(Material provided):
┌──

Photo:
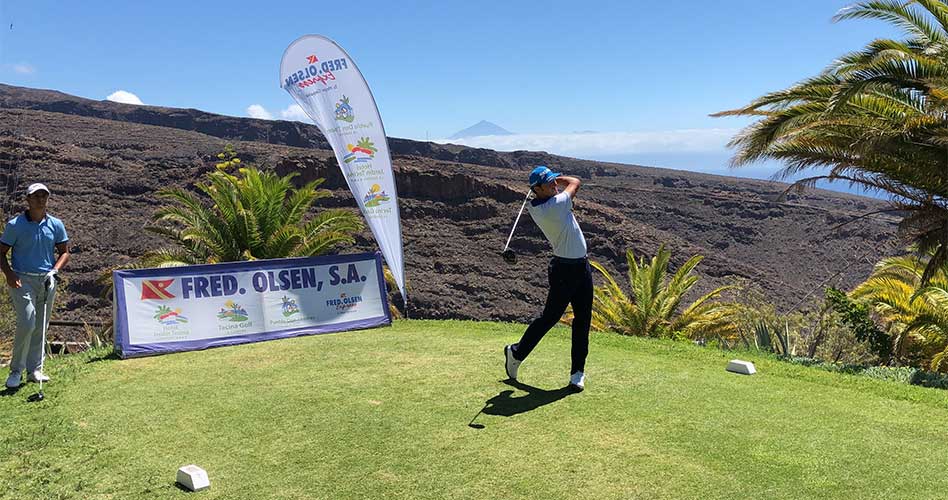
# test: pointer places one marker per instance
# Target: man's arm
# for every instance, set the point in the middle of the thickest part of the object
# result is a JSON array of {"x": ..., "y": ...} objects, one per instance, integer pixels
[
  {"x": 569, "y": 185},
  {"x": 12, "y": 279},
  {"x": 63, "y": 249}
]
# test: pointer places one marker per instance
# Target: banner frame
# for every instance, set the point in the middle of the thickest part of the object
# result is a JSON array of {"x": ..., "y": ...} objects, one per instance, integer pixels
[{"x": 121, "y": 321}]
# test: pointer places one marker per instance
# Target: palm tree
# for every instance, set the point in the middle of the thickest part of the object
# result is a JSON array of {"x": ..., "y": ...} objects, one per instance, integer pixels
[
  {"x": 252, "y": 215},
  {"x": 653, "y": 308},
  {"x": 876, "y": 118},
  {"x": 915, "y": 316}
]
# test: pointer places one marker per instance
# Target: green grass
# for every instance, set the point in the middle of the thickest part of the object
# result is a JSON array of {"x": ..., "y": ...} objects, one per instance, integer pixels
[{"x": 384, "y": 414}]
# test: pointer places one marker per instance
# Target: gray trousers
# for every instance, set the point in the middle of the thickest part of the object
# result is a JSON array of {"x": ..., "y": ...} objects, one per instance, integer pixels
[{"x": 33, "y": 305}]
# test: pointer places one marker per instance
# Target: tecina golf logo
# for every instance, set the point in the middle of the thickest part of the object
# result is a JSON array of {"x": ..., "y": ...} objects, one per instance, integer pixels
[
  {"x": 232, "y": 311},
  {"x": 167, "y": 316},
  {"x": 344, "y": 111},
  {"x": 363, "y": 152},
  {"x": 375, "y": 197}
]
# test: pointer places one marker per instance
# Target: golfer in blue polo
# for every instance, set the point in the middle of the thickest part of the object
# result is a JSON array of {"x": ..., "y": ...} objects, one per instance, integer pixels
[
  {"x": 32, "y": 236},
  {"x": 570, "y": 276}
]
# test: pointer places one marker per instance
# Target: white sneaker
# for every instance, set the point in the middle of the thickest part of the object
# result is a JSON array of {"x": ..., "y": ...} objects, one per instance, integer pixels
[
  {"x": 512, "y": 364},
  {"x": 13, "y": 381}
]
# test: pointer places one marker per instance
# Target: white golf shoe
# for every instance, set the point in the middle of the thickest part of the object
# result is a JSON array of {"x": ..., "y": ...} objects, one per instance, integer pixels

└──

(Task to carry out): Which lines in the listing hold the word "white"? Copy them out.

(Answer box):
# Target: white sneaker
# Target: white golf shoe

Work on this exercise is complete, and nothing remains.